--- WRITTEN PROBLEM ---
Rewrite the listing below with every "put the marker" changed to "place the dot" and nothing else altered, leaving the picture out.

--- RECORD EXTRACTS ---
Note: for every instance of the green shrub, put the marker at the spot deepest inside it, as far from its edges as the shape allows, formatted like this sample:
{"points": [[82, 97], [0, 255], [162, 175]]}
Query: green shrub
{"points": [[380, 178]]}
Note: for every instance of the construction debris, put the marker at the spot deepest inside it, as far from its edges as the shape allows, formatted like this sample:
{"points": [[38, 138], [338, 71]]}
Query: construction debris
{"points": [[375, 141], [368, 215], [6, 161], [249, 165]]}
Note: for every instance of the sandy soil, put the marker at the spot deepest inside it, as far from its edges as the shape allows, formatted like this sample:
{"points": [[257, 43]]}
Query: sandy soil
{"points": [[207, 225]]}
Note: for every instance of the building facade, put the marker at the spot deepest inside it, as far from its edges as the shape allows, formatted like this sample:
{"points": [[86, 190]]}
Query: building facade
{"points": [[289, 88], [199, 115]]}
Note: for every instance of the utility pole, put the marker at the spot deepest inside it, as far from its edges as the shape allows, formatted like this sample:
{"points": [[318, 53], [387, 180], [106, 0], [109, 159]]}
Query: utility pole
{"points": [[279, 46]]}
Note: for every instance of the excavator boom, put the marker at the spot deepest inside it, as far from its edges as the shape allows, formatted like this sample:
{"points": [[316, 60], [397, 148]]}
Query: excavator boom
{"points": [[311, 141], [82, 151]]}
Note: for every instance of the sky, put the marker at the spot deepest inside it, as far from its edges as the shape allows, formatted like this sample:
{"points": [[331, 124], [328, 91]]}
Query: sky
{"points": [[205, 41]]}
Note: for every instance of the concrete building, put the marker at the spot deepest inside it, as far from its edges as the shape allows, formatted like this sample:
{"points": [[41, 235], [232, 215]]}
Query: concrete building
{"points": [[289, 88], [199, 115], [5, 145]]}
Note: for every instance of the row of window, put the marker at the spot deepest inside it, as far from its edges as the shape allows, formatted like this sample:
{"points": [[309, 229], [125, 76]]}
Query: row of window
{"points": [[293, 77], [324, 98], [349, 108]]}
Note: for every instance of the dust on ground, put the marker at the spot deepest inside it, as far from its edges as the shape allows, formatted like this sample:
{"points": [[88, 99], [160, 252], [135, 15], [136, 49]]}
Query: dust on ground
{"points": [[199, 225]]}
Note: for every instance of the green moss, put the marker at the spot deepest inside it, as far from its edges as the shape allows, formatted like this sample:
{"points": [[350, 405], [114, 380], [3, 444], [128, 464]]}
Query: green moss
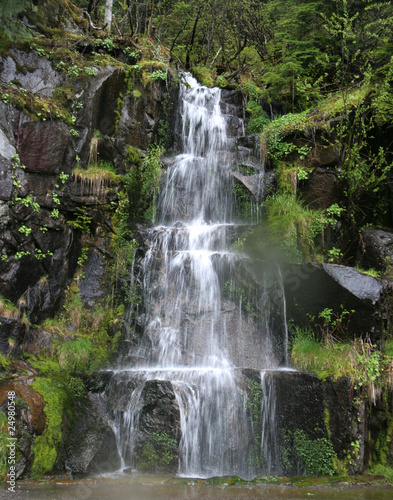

--- SOLUTION ---
Note: for every instance of the green shrub, place the dot at the spot deepest inside it, as far from its edges as the shape allows, formatted like this sample:
{"points": [[82, 97], [0, 255], [162, 175]]}
Query: green shrub
{"points": [[380, 178]]}
Note: for every instance of the construction debris, place the dot at the spot deepest inside it, as far from its edges as the shape allows, formatted like this sample:
{"points": [[38, 138], [338, 71]]}
Query: construction debris
{"points": [[375, 141], [368, 215], [6, 161], [249, 165]]}
Note: for every instance of the sandy soil, place the dot at the spot deepest inside it, as far from its edges as the shape allows, formatted like this sample:
{"points": [[257, 43]]}
Query: sandy soil
{"points": [[207, 225]]}
Note: for every instance of the building facade, place the dot at the spot deepest inside it, as far from its edges as the shape allows, formatted like this sample:
{"points": [[86, 190]]}
Query: building facade
{"points": [[289, 88], [199, 115]]}
Note: for every instance of the utility pole, place the dot at the spot deepest inside it, as far from its edges as the shape allows, formatted like this sample:
{"points": [[318, 53], [387, 180], [106, 0], [109, 159]]}
Query: utility pole
{"points": [[279, 46]]}
Note: for every instance of the excavator boom, place the dot at the spot deepest inside it, as far from its edges as the shape allows, formatted like this sample:
{"points": [[316, 60], [397, 148]]}
Query: excavator boom
{"points": [[311, 141], [82, 151]]}
Note: for every instance of the sky, place the dot at the spot deepest inside it, as far from its edges as the shape allows, formatted like this sample:
{"points": [[331, 124], [328, 91]]}
Query: sky
{"points": [[205, 41]]}
Note: for every instance of the concrete building, place the dot at the spot deepest inside it, as far from its edges as the shape allows, formatted like this sample:
{"points": [[41, 235], [232, 215]]}
Query: concrete building
{"points": [[289, 88], [199, 115], [5, 145]]}
Note: for every instance of the row of window, place the dot at the spot deepest inside it, as far from its edges as the shape allows, formatted like this sample:
{"points": [[309, 229], [125, 76]]}
Query: row of window
{"points": [[293, 77], [324, 98], [349, 108]]}
Note: for every instance of the dust on ground, place the dot at the spot deepest inside it, as far from its edges as the shape allows, formatted like this sample:
{"points": [[88, 99], [160, 252], [135, 15], [136, 49]]}
Query: dust on ground
{"points": [[199, 225]]}
Note: for every instance of the green moss, place the dot at the spot deepest inside it, as far from its edges as the shape allows, formatted like this sample:
{"points": [[350, 405], [114, 380], [3, 444], [128, 464]]}
Query: green moss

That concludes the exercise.